[[ Records for the exercise, beginning ]]

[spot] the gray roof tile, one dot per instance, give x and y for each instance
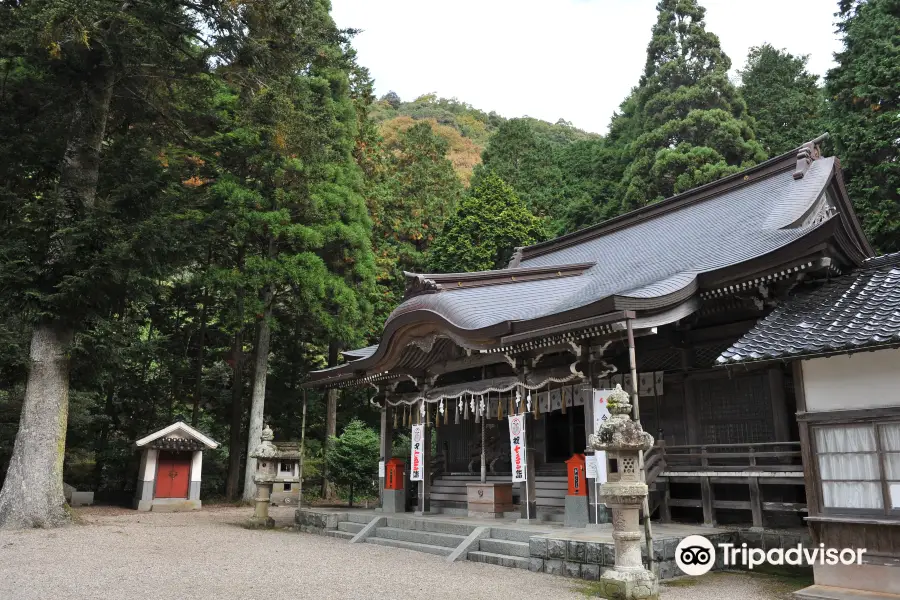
(849, 313)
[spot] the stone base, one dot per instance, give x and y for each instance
(393, 501)
(491, 499)
(629, 585)
(260, 523)
(577, 511)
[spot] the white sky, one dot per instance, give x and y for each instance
(575, 59)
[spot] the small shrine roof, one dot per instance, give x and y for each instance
(175, 431)
(858, 311)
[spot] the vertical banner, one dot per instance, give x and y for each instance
(601, 415)
(417, 453)
(517, 447)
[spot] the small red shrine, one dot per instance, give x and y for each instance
(171, 464)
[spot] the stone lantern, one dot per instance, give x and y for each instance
(624, 493)
(265, 454)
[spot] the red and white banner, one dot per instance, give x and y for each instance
(517, 447)
(417, 453)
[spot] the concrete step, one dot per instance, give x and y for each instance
(430, 525)
(362, 518)
(502, 560)
(505, 547)
(826, 592)
(514, 535)
(427, 548)
(430, 538)
(349, 527)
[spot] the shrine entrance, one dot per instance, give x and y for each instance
(174, 474)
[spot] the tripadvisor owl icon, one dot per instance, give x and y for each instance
(695, 555)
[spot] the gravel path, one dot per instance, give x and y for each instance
(123, 555)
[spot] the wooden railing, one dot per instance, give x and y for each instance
(775, 463)
(769, 456)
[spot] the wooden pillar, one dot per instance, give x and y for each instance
(781, 419)
(809, 466)
(665, 509)
(636, 409)
(706, 494)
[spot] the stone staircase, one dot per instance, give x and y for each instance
(506, 547)
(348, 529)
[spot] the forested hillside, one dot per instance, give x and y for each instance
(202, 202)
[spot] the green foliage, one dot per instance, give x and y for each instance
(352, 458)
(485, 229)
(418, 190)
(685, 124)
(783, 98)
(864, 114)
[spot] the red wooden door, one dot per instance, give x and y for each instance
(173, 475)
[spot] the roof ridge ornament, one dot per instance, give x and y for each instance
(419, 284)
(806, 154)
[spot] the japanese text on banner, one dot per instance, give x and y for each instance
(517, 447)
(417, 453)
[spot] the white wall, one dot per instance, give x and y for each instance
(845, 382)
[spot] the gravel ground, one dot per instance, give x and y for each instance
(123, 555)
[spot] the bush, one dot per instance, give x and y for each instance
(352, 458)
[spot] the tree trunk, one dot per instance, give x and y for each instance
(328, 489)
(232, 483)
(198, 373)
(32, 494)
(257, 404)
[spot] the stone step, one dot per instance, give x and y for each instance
(427, 548)
(430, 525)
(505, 547)
(360, 517)
(448, 540)
(825, 592)
(349, 527)
(503, 560)
(514, 535)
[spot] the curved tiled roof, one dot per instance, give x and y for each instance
(854, 312)
(651, 259)
(655, 257)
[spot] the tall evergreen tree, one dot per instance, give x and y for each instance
(690, 122)
(519, 157)
(417, 193)
(864, 114)
(69, 248)
(485, 229)
(783, 98)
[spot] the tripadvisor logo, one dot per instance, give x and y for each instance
(696, 555)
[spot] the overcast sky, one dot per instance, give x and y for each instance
(551, 59)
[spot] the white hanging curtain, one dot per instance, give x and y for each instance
(848, 465)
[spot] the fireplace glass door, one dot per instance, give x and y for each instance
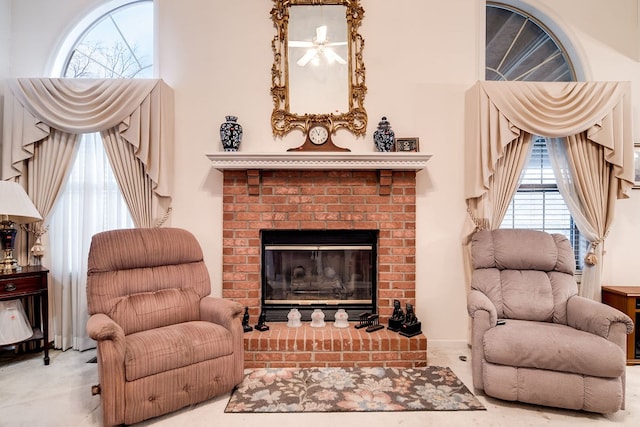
(336, 271)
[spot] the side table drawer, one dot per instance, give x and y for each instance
(19, 286)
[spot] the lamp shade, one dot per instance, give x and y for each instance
(15, 205)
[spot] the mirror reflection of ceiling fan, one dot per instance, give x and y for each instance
(320, 46)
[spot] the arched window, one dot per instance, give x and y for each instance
(113, 41)
(520, 47)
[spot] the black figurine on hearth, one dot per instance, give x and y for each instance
(245, 321)
(397, 317)
(411, 326)
(262, 319)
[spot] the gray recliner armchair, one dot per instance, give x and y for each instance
(534, 339)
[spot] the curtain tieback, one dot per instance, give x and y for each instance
(164, 218)
(591, 258)
(481, 224)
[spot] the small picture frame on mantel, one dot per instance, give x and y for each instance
(636, 165)
(410, 145)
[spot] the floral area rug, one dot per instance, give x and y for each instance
(433, 388)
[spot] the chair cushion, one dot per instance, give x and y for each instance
(554, 347)
(171, 347)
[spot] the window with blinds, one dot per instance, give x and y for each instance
(538, 204)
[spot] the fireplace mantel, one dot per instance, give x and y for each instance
(383, 163)
(319, 160)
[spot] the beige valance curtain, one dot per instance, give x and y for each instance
(500, 113)
(140, 111)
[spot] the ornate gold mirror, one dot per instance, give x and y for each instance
(318, 74)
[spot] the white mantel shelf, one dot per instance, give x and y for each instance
(319, 160)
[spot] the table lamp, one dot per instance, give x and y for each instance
(15, 208)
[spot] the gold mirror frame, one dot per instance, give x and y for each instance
(283, 120)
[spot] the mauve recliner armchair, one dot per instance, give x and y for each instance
(553, 347)
(162, 342)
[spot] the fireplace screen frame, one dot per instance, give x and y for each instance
(276, 309)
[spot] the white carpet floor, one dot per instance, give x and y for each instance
(32, 394)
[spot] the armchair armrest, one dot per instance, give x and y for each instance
(484, 317)
(101, 327)
(594, 317)
(221, 311)
(477, 301)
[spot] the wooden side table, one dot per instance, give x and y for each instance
(31, 281)
(627, 300)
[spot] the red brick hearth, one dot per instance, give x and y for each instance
(323, 200)
(330, 346)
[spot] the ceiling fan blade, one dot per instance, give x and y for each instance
(297, 43)
(321, 34)
(332, 56)
(307, 57)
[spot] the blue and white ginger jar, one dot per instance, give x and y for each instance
(231, 134)
(384, 137)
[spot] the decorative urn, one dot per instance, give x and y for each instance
(231, 134)
(384, 137)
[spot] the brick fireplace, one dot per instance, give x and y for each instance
(319, 192)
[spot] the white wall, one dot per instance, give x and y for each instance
(420, 59)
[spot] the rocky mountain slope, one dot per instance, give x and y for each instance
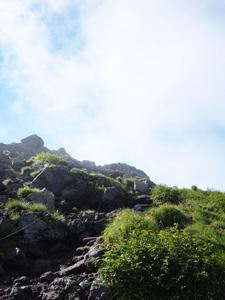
(53, 209)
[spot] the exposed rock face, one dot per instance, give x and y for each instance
(41, 258)
(45, 197)
(33, 141)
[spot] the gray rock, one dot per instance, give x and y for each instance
(32, 232)
(45, 197)
(113, 198)
(6, 225)
(93, 253)
(33, 141)
(15, 258)
(74, 269)
(99, 291)
(53, 179)
(53, 234)
(67, 284)
(17, 163)
(141, 187)
(48, 276)
(76, 227)
(1, 270)
(41, 266)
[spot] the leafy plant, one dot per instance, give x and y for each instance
(166, 265)
(170, 214)
(47, 157)
(25, 191)
(161, 194)
(7, 181)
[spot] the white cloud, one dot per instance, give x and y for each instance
(138, 79)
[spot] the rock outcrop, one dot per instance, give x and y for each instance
(49, 244)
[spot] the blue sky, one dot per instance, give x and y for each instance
(139, 82)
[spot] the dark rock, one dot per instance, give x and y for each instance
(1, 270)
(48, 276)
(6, 225)
(74, 269)
(41, 266)
(17, 164)
(140, 187)
(17, 294)
(33, 141)
(113, 198)
(45, 197)
(93, 253)
(99, 291)
(53, 179)
(15, 258)
(31, 233)
(23, 280)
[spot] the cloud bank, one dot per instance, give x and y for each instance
(140, 82)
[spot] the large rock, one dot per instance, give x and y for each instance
(6, 225)
(32, 227)
(53, 179)
(45, 197)
(15, 258)
(113, 198)
(94, 252)
(33, 141)
(99, 291)
(141, 187)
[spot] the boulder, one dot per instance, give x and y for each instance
(53, 179)
(45, 197)
(42, 266)
(94, 252)
(113, 198)
(15, 258)
(99, 291)
(6, 225)
(33, 141)
(17, 164)
(140, 187)
(32, 232)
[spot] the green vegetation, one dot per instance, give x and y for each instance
(174, 250)
(50, 158)
(26, 170)
(7, 181)
(24, 192)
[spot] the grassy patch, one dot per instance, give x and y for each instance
(24, 192)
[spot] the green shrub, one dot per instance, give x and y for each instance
(170, 214)
(79, 172)
(162, 193)
(38, 207)
(167, 265)
(35, 173)
(7, 181)
(125, 222)
(26, 170)
(50, 158)
(16, 204)
(24, 192)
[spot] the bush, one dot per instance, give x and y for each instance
(167, 265)
(50, 158)
(125, 222)
(162, 193)
(7, 181)
(169, 214)
(24, 192)
(16, 204)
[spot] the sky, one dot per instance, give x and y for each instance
(140, 82)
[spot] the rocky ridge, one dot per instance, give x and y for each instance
(48, 254)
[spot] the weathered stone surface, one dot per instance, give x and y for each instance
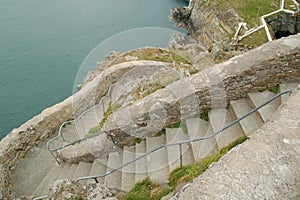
(98, 87)
(264, 167)
(207, 22)
(88, 150)
(261, 68)
(99, 191)
(18, 141)
(66, 189)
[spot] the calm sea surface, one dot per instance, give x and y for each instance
(43, 43)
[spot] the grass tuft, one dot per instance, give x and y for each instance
(146, 190)
(189, 172)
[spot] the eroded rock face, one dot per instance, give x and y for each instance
(99, 191)
(209, 23)
(88, 150)
(261, 68)
(264, 167)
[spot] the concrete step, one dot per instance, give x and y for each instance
(106, 101)
(286, 86)
(218, 119)
(91, 114)
(52, 175)
(241, 107)
(198, 128)
(141, 167)
(43, 145)
(89, 123)
(113, 180)
(64, 171)
(29, 173)
(70, 133)
(98, 168)
(128, 172)
(83, 169)
(71, 171)
(176, 135)
(257, 98)
(99, 112)
(37, 152)
(158, 165)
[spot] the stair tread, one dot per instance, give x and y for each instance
(141, 168)
(251, 123)
(98, 168)
(198, 128)
(176, 135)
(286, 86)
(257, 98)
(219, 118)
(71, 171)
(70, 132)
(158, 166)
(83, 169)
(128, 172)
(37, 152)
(113, 180)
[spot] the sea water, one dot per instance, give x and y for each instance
(43, 43)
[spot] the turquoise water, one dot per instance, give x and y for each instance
(43, 42)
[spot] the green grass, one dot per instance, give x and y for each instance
(155, 54)
(94, 130)
(138, 140)
(274, 89)
(204, 116)
(107, 113)
(98, 128)
(146, 190)
(179, 125)
(193, 71)
(78, 197)
(160, 133)
(189, 172)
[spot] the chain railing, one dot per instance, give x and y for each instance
(180, 143)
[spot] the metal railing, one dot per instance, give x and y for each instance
(180, 143)
(60, 133)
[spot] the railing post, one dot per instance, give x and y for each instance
(103, 110)
(62, 137)
(180, 150)
(111, 137)
(82, 125)
(54, 157)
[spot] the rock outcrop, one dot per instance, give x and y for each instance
(264, 167)
(212, 87)
(208, 22)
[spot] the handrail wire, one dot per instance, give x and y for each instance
(60, 134)
(185, 141)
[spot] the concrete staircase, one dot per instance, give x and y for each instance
(38, 169)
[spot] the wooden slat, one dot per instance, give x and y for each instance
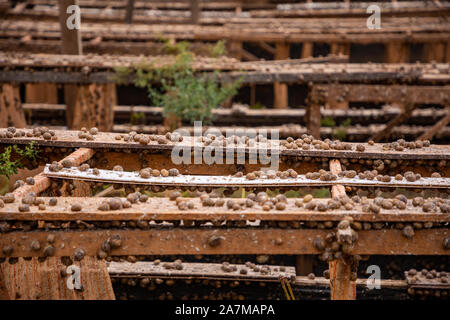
(130, 177)
(194, 271)
(35, 280)
(67, 138)
(163, 209)
(41, 182)
(235, 241)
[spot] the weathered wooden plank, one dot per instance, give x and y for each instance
(235, 241)
(195, 271)
(35, 280)
(207, 180)
(163, 209)
(68, 138)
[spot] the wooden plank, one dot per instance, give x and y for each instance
(208, 180)
(437, 127)
(384, 134)
(69, 138)
(195, 11)
(313, 113)
(162, 209)
(191, 270)
(35, 280)
(307, 49)
(41, 93)
(382, 93)
(71, 44)
(194, 241)
(41, 182)
(71, 39)
(341, 286)
(11, 106)
(129, 11)
(281, 96)
(396, 52)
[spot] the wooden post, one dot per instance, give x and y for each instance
(396, 52)
(428, 135)
(235, 49)
(129, 12)
(41, 93)
(316, 98)
(35, 280)
(341, 285)
(94, 107)
(252, 94)
(307, 50)
(71, 39)
(281, 98)
(195, 11)
(401, 117)
(11, 107)
(304, 264)
(434, 51)
(447, 52)
(71, 44)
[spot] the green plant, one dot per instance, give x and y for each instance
(257, 105)
(9, 167)
(136, 116)
(218, 49)
(182, 92)
(327, 122)
(341, 131)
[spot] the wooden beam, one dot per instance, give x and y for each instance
(193, 241)
(394, 93)
(341, 285)
(267, 47)
(71, 39)
(396, 52)
(402, 117)
(35, 280)
(103, 140)
(434, 52)
(437, 127)
(94, 107)
(71, 44)
(163, 209)
(281, 96)
(41, 93)
(11, 111)
(307, 49)
(195, 11)
(129, 12)
(41, 182)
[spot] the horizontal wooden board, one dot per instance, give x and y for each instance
(68, 138)
(235, 241)
(163, 209)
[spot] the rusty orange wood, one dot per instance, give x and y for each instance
(69, 138)
(41, 182)
(164, 209)
(341, 286)
(158, 241)
(34, 280)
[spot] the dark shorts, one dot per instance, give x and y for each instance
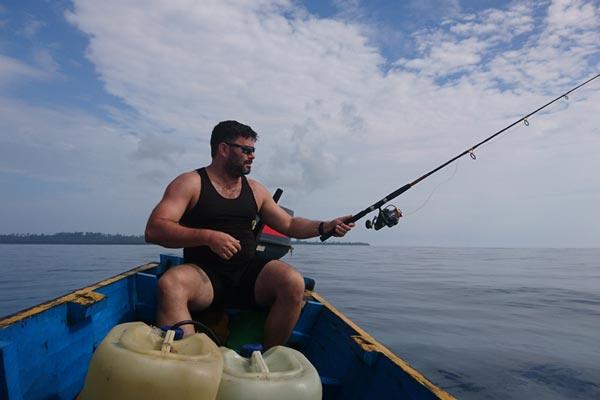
(234, 289)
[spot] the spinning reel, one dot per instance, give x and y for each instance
(388, 216)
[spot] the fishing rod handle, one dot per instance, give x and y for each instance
(329, 234)
(369, 209)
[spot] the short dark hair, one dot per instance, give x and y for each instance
(228, 131)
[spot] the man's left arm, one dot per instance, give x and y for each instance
(296, 227)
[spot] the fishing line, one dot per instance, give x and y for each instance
(390, 215)
(423, 204)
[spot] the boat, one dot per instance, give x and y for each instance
(45, 351)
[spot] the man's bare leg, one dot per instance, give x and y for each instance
(280, 286)
(180, 289)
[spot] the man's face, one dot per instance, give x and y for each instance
(241, 154)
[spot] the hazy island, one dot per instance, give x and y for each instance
(107, 238)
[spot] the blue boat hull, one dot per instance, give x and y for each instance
(45, 351)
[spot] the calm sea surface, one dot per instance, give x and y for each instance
(480, 323)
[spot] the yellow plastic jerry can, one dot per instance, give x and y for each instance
(136, 361)
(279, 373)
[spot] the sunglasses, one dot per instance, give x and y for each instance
(245, 149)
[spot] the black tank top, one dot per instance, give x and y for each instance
(232, 216)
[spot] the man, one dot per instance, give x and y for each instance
(209, 212)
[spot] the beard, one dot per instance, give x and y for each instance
(236, 167)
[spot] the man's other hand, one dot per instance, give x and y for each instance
(339, 227)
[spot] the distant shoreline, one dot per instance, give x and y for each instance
(97, 238)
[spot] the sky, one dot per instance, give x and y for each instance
(103, 103)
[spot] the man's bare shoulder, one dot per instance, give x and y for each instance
(258, 187)
(186, 182)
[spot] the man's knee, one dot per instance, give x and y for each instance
(173, 284)
(293, 285)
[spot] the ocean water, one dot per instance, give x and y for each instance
(482, 323)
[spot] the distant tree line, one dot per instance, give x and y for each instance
(329, 243)
(72, 238)
(107, 238)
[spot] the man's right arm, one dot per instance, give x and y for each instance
(163, 226)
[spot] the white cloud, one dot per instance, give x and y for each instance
(12, 69)
(31, 27)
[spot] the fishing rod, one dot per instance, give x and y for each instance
(390, 215)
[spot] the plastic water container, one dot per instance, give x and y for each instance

[[ Records for the exercise, end ]]

▶ [Requirement]: Please repeat the lines above exactly, beginning with the line that contains "[spot] the distant shoreline, one" and ending with the final one.

▶ [Solution to this task]:
[spot] the distant shoreline, one dot per instance, give x and y for each instance
(97, 238)
[spot] the sky, one dot per instance, give x and y for each instance
(103, 103)
[spot] the man's bare shoulder, one dot per instance, give x and y for each instance
(258, 187)
(186, 182)
[spot] the man's knee, one dot per instance, give x and y for each instance
(173, 284)
(293, 285)
[spot] the ocean water, one dot per instance, give x and y for each instance
(482, 323)
[spot] the distant tree line, one dot per instance, give x and y for each instance
(329, 243)
(72, 238)
(107, 238)
[spot] the man's right arm, one dot per instance, give x and y for each instance
(163, 226)
[spot] the white cloud, one dot per instance, give x and y for each instance
(12, 69)
(31, 27)
[spot] the fishing rod, one dot per instance, give x and y for each instance
(390, 215)
[spot] the plastic water container, one dot per instance, give x and y for each instance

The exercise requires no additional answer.